• PROBLEM DETAILS
Which rows below contain the word "weathered"? Show each of them in full.

[Stored rows]

* Start *

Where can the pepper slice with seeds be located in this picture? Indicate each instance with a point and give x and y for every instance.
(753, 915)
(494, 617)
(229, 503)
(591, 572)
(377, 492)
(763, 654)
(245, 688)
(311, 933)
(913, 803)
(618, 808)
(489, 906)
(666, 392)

* End *
* Start *

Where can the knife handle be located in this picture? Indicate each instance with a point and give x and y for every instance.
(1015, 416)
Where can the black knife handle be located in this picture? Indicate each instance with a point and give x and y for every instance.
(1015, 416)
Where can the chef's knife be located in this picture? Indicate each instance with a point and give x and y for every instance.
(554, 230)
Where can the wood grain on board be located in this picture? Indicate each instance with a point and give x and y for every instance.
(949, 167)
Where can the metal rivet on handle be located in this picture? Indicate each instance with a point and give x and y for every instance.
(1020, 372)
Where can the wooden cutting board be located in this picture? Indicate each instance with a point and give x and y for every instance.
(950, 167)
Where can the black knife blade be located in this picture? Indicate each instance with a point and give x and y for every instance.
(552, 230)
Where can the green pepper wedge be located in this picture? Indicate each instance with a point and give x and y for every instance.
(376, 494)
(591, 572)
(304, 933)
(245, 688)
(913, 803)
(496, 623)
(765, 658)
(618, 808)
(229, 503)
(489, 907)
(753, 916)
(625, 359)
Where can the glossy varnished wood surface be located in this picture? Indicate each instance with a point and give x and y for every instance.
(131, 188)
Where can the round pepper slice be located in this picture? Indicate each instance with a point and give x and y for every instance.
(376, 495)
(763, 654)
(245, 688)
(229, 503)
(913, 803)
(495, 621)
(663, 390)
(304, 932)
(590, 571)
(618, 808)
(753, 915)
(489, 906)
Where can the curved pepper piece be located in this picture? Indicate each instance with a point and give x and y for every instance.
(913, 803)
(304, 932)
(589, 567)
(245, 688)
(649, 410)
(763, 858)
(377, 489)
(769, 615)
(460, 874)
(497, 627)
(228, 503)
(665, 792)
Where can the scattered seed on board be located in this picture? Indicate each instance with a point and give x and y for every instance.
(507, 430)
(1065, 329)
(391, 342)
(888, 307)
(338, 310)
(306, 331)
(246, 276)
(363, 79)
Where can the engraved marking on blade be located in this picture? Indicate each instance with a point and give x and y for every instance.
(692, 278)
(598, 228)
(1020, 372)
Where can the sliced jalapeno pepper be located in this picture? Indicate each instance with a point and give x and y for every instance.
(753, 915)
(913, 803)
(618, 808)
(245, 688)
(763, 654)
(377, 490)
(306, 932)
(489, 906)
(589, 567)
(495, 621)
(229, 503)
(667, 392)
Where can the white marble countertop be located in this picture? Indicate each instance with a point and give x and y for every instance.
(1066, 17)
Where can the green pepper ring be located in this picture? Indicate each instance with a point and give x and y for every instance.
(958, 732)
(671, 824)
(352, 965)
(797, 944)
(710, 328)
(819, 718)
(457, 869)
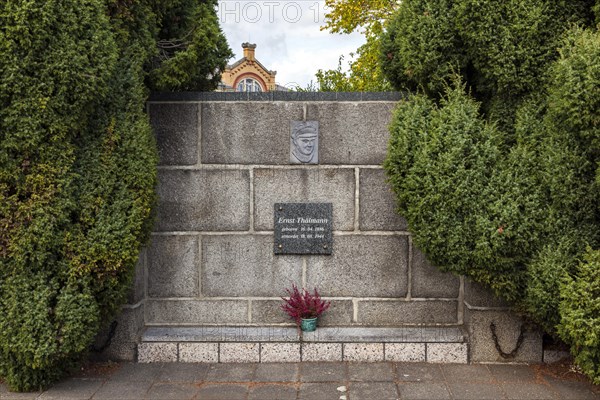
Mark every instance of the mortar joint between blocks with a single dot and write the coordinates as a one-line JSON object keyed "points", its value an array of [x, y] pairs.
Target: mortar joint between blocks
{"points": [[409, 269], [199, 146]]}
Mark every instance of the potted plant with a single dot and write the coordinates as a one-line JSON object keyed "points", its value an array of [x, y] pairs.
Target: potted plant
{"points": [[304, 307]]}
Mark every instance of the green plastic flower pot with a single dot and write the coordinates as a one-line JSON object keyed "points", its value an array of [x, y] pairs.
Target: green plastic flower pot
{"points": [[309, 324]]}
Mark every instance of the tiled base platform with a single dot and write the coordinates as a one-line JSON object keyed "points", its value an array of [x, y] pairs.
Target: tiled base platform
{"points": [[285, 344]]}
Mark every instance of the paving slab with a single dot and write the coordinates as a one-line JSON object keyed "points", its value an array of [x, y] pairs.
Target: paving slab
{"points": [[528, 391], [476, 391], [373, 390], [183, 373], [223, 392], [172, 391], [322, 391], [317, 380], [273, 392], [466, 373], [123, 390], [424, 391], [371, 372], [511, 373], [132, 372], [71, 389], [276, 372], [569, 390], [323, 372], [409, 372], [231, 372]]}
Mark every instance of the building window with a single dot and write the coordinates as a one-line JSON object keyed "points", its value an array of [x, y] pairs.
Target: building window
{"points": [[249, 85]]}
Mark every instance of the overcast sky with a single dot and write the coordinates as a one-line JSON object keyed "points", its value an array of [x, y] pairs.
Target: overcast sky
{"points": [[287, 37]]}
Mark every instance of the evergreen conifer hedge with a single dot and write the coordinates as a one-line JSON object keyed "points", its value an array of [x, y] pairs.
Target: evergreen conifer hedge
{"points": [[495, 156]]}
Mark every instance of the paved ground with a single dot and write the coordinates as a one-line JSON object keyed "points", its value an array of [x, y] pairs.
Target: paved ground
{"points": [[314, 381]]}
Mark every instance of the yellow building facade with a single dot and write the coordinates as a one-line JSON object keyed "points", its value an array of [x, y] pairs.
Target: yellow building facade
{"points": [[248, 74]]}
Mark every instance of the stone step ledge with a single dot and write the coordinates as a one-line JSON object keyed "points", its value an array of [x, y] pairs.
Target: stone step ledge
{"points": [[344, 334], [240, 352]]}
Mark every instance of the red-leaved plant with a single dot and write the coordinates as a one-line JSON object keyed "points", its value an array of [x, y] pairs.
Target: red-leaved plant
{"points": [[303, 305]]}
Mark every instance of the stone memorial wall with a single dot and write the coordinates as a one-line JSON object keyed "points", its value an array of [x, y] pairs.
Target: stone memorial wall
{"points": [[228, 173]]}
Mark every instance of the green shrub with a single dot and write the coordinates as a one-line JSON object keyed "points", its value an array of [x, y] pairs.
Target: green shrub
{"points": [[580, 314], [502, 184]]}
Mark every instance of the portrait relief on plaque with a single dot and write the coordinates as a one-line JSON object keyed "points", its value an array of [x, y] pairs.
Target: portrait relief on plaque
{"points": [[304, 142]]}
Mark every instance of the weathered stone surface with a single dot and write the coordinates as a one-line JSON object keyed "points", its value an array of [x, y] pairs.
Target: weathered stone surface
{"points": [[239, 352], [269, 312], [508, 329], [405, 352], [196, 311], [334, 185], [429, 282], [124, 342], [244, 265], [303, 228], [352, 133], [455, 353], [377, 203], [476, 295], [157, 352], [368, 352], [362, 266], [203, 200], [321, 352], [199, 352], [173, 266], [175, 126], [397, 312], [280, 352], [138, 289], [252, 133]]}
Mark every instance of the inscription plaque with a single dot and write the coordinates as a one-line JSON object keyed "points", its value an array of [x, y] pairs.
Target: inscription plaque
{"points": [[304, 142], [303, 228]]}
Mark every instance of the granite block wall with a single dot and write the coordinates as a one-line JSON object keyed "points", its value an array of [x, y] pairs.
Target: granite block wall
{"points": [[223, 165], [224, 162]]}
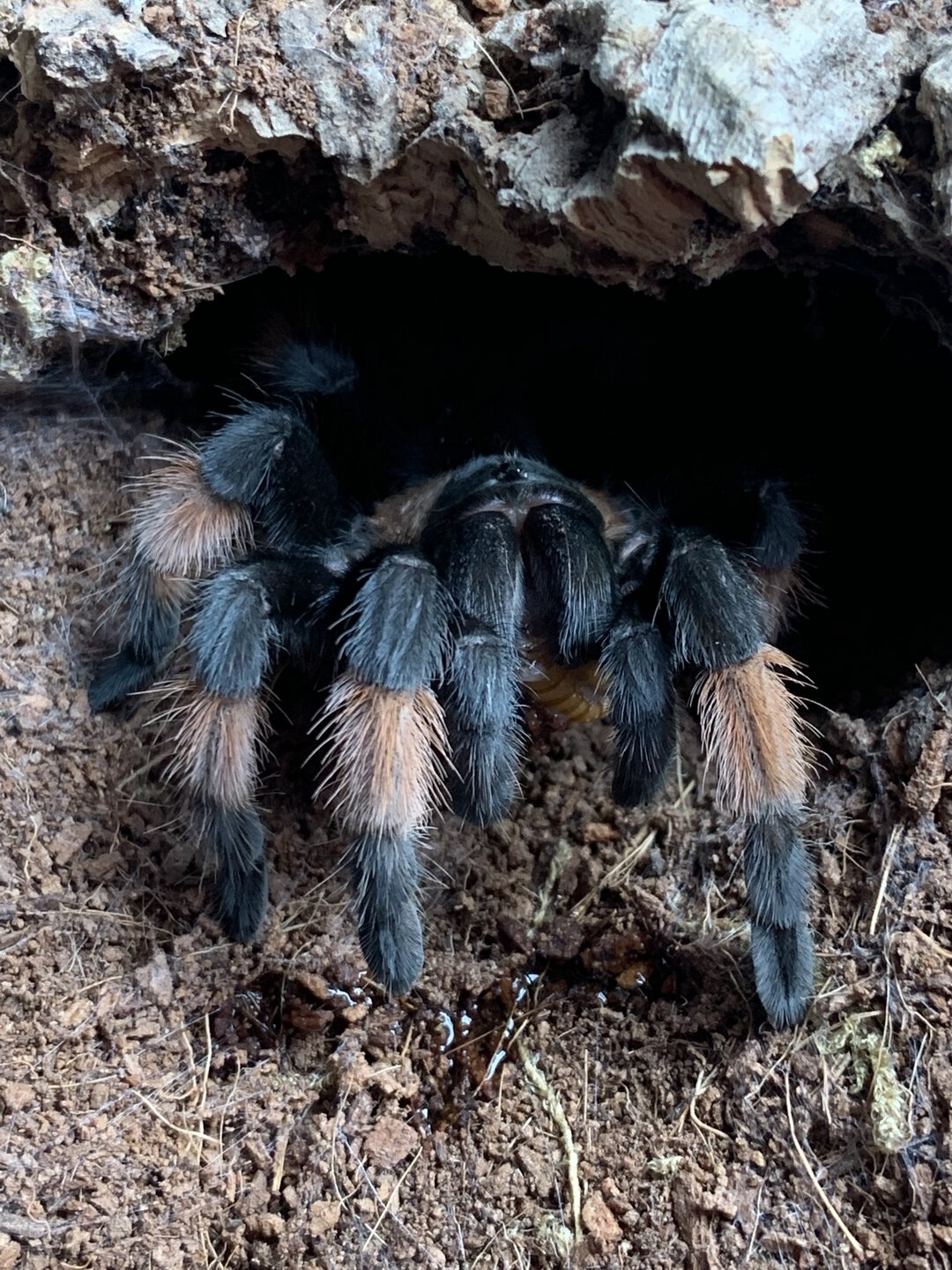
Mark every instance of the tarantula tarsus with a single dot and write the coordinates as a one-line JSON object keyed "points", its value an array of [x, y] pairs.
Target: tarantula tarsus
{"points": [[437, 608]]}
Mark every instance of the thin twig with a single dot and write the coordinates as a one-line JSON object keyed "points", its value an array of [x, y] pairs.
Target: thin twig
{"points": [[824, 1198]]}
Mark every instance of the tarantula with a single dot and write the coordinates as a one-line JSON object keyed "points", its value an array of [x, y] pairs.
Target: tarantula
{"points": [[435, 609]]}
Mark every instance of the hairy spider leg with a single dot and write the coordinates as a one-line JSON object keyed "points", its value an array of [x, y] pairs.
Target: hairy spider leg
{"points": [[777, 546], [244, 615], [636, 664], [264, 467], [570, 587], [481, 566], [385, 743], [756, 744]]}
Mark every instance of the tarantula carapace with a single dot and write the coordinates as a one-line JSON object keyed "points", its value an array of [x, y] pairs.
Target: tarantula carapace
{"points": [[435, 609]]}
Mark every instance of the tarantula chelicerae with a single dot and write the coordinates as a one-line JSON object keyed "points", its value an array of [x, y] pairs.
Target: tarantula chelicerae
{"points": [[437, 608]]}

* End *

• IN RESPONSE
Mark every instance of the weathered stone surface with a single dot and write the coordinates as a one-line JSON object keyed "points", its value an array of [x, y] pairs.
Target: weathered stone surface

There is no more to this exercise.